TASK DIRECTIONS:
Reproduce the rows starting at the beginning and ending at the line containing "positive clicks: (251, 623)", with "rough mask" swapped for "coarse mask" and nothing else altered. Leave the pictures out.

————

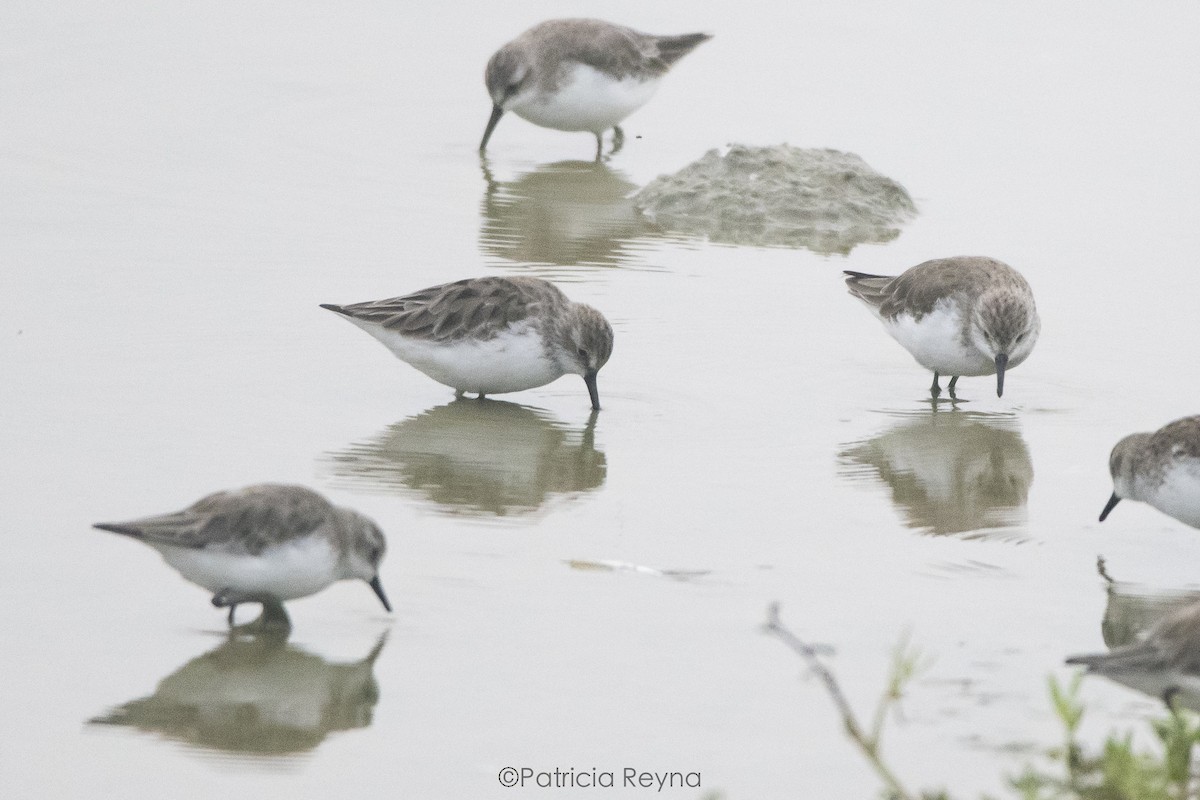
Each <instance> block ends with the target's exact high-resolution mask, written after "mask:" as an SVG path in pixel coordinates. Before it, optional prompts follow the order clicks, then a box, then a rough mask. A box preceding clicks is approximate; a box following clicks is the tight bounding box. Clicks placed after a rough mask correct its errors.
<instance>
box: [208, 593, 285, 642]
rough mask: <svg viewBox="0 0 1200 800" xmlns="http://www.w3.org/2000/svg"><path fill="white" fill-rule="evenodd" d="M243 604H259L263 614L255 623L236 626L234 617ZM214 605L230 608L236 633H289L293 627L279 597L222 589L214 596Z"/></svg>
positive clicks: (251, 623)
mask: <svg viewBox="0 0 1200 800" xmlns="http://www.w3.org/2000/svg"><path fill="white" fill-rule="evenodd" d="M241 603H259V604H262V607H263V613H262V614H259V615H258V619H256V620H254V621H253V622H247V624H245V625H234V624H233V615H234V612H235V610H236V609H238V606H240V604H241ZM212 604H214V606H216V607H217V608H226V607H228V608H229V627H232V628H234V630H236V631H248V632H253V631H262V630H276V631H280V630H282V631H287V630H289V628H290V627H292V620H290V619H288V613H287V612H286V610H283V603H282V602H280V600H278V599H277V597H274V596H271V595H256V594H251V593H241V591H234V590H232V589H222V590H221V591H218V593H217V594H215V595H212Z"/></svg>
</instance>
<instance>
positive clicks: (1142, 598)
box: [1100, 575, 1200, 648]
mask: <svg viewBox="0 0 1200 800" xmlns="http://www.w3.org/2000/svg"><path fill="white" fill-rule="evenodd" d="M1104 577H1105V578H1108V576H1106V575H1105V576H1104ZM1108 581H1109V584H1108V589H1106V590H1108V595H1109V602H1108V604H1106V606H1105V607H1104V621H1103V622H1100V633H1102V634H1103V636H1104V644H1106V645H1108V646H1109V648H1120V646H1121V645H1124V644H1133V643H1134V642H1138V640H1140V639H1141V638H1142V637H1144V636H1145V634H1146V632H1147V631H1150V628H1152V627H1153V626H1154V622H1157V621H1159V620H1160V619H1163V618H1164V616H1166V615H1168V614H1170V613H1171V612H1174V610H1176V609H1178V608H1182V607H1183V606H1187V604H1188V603H1193V602H1195V601H1198V600H1200V590H1186V589H1176V590H1168V591H1164V590H1162V589H1154V588H1152V587H1147V585H1144V584H1140V583H1129V582H1122V581H1112V579H1111V578H1108Z"/></svg>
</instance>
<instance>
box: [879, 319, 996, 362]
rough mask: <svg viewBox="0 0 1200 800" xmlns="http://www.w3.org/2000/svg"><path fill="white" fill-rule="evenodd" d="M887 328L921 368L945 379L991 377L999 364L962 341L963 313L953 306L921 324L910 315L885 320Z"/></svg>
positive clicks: (969, 343)
mask: <svg viewBox="0 0 1200 800" xmlns="http://www.w3.org/2000/svg"><path fill="white" fill-rule="evenodd" d="M883 327H886V329H887V331H888V333H890V335H892V338H894V339H895V341H896V342H899V343H900V344H902V345H904V348H905V349H906V350H908V353H911V354H912V356H913V357H914V359H916V360H917V362H918V363H919V365H922V366H923V367H925V368H926V369H935V371H937V372H938V373H941V374H943V375H968V377H970V375H991V374H995V373H996V363H995V361H992V360H991V359H989V357H988V356H986V355H984V354H983V353H980V351H979V350H978V349H977V348H976V347H974V345H973V344H971V343H970V342H966V343H964V341H962V313H961V312H960V311H959V307H958V306H956V305H955V303H953V302H947V301H940V302H938V303H937V305H936V306H934V309H932V311H931V312H930V313H928V314H925V315H924V317H922V318H920V320H917V319H916V318H913V317H912V315H910V314H900V315H899V317H896V318H895V319H884V320H883Z"/></svg>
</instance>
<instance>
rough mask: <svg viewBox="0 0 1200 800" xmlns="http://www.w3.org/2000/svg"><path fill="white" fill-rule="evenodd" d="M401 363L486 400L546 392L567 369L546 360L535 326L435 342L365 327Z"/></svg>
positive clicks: (510, 328) (518, 326)
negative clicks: (519, 392) (376, 338)
mask: <svg viewBox="0 0 1200 800" xmlns="http://www.w3.org/2000/svg"><path fill="white" fill-rule="evenodd" d="M350 321H353V323H356V324H358V325H359V326H360V327H361V329H362V330H365V331H366V332H368V333H371V335H372V336H374V337H376V338H377V339H379V341H380V342H383V343H384V344H385V345H386V347H388V349H389V350H391V351H392V353H394V354H395V355H396V357H397V359H401V360H403V361H407V362H408V363H410V365H413V366H414V367H416V368H418V369H420V371H421V372H424V373H425V374H426V375H428V377H430V378H432V379H433V380H436V381H438V383H439V384H445V385H446V386H450V387H452V389H456V390H460V391H467V392H482V393H485V395H500V393H504V392H518V391H523V390H526V389H533V387H534V386H545V385H546V384H548V383H550V381H552V380H554V379H557V378H559V377H562V374H563V369H562V368H560V367H559V366H558V365H557V363H556V362H554V361H552V360H551V359H548V357H547V356H546V349H545V348H544V347H542V342H541V336H540V335H539V333H538V331H536V330H535V329H534V327H533V325H530V324H529V323H518V324H516V325H514V326H511V327H509V329H508V330H505V331H504V332H503V333H500V335H499V336H494V337H492V338H490V339H458V341H456V342H430V341H428V339H420V338H413V337H408V336H402V335H400V333H397V332H395V331H390V330H386V329H384V327H382V326H379V325H376V324H373V323H359V320H354V319H352V320H350Z"/></svg>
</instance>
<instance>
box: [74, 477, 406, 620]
mask: <svg viewBox="0 0 1200 800" xmlns="http://www.w3.org/2000/svg"><path fill="white" fill-rule="evenodd" d="M94 527H95V528H98V529H100V530H108V531H112V533H114V534H122V535H125V536H130V537H131V539H137V540H138V541H142V542H145V543H146V545H149V546H150V547H152V548H155V549H156V551H158V553H160V554H161V555H162V558H163V560H166V561H167V564H169V565H170V566H172V567H174V569H175V570H176V571H178V572H179V573H180V575H181V576H184V578H186V579H187V581H190V582H192V583H194V584H197V585H199V587H203V588H204V589H208V590H209V591H211V593H212V604H214V606H217V607H218V608H226V607H228V608H229V624H230V625H233V620H234V610H235V609H236V607H238V606H239V604H240V603H247V602H256V603H260V604H262V606H263V615H262V616H260V618H259V620H258V621H257V622H254V625H257V626H262V627H289V626H290V621H289V620H288V615H287V612H284V610H283V601H286V600H295V599H298V597H306V596H308V595H312V594H316V593H318V591H320V590H322V589H324V588H325V587H328V585H330V584H331V583H334V582H336V581H347V579H352V578H353V579H359V581H365V582H366V583H367V584H370V585H371V589H372V590H373V591H374V593H376V596H377V597H379V602H382V603H383V607H384V608H385V609H388V610H389V612H390V610H391V606H390V604H389V602H388V596H386V595H385V594H384V591H383V584H382V583H380V582H379V563H380V561H382V560H383V555H384V551H385V549H386V543H385V541H384V536H383V533H382V531H380V530H379V528H378V527H377V525H376V524H374V523H373V522H372V521H370V519H367V518H366V517H364V516H362V515H360V513H358V512H356V511H353V510H350V509H342V507H338V506H335V505H332V504H330V503H329V501H328V500H325V498H323V497H322V495H319V494H317V493H316V492H313V491H312V489H308V488H305V487H302V486H284V485H276V483H262V485H258V486H250V487H246V488H242V489H234V491H228V492H216V493H215V494H210V495H208V497H205V498H202V499H200V500H197V501H196V503H194V504H192V505H191V506H188V507H187V509H184V510H182V511H175V512H172V513H164V515H157V516H152V517H143V518H140V519H133V521H131V522H119V523H108V522H101V523H96V524H95V525H94Z"/></svg>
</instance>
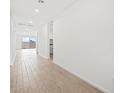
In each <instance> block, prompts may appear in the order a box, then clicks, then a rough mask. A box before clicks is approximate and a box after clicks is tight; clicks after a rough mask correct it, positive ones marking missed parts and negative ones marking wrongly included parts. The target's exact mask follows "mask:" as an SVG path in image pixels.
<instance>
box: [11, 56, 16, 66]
mask: <svg viewBox="0 0 124 93" xmlns="http://www.w3.org/2000/svg"><path fill="white" fill-rule="evenodd" d="M15 59H16V54H15V55H14V56H13V58H12V59H11V60H10V66H13V64H14V62H15Z"/></svg>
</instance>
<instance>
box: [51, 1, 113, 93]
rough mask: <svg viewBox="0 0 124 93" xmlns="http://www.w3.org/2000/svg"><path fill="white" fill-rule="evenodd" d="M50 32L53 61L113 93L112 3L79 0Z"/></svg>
mask: <svg viewBox="0 0 124 93" xmlns="http://www.w3.org/2000/svg"><path fill="white" fill-rule="evenodd" d="M53 31H54V32H53V33H54V62H55V63H56V64H59V65H60V66H62V67H63V68H66V69H67V70H69V71H70V72H72V73H75V74H76V75H78V76H79V77H81V78H82V79H84V78H85V79H87V80H88V81H90V82H92V83H93V84H94V85H96V86H98V87H101V88H104V89H106V90H109V91H111V93H113V0H80V1H79V2H78V3H76V4H75V5H74V6H73V7H72V8H70V9H69V10H68V11H66V12H65V14H63V15H62V16H61V17H60V18H59V19H58V20H56V21H55V23H54V28H53Z"/></svg>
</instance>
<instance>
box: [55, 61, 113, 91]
mask: <svg viewBox="0 0 124 93" xmlns="http://www.w3.org/2000/svg"><path fill="white" fill-rule="evenodd" d="M54 63H55V62H54ZM55 64H56V63H55ZM57 65H59V66H60V67H62V68H64V69H65V70H67V71H68V72H70V73H71V74H73V75H75V76H77V77H79V78H80V79H81V80H83V81H86V82H87V83H88V84H90V85H92V86H94V87H95V88H97V89H98V90H100V91H102V92H103V93H111V92H110V91H109V90H107V89H105V88H103V87H101V86H99V85H97V84H95V83H93V82H92V81H91V80H88V79H86V78H85V77H81V76H80V75H78V74H77V73H75V72H72V71H70V70H69V69H68V68H66V67H63V66H62V65H60V64H57Z"/></svg>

————

EXPECTED OUTPUT:
Each <instance> block ends with the target's exact high-resolution mask, written after "mask:" as an SVG path in pixel coordinates. Before it, optional prompts follow the order clicks, then a box, then a coarse mask. A box preceding clicks is approximate; a box following clicks is the tight bounding box. Clicks placed after a coarse mask correct its errors.
<instance>
box: [208, 593, 285, 642]
coarse mask: <svg viewBox="0 0 1200 800" xmlns="http://www.w3.org/2000/svg"><path fill="white" fill-rule="evenodd" d="M243 604H259L263 614L255 623L236 626L234 617ZM214 605L230 608L236 633H289L293 627L279 597L222 589L214 596Z"/></svg>
positive clicks: (251, 623)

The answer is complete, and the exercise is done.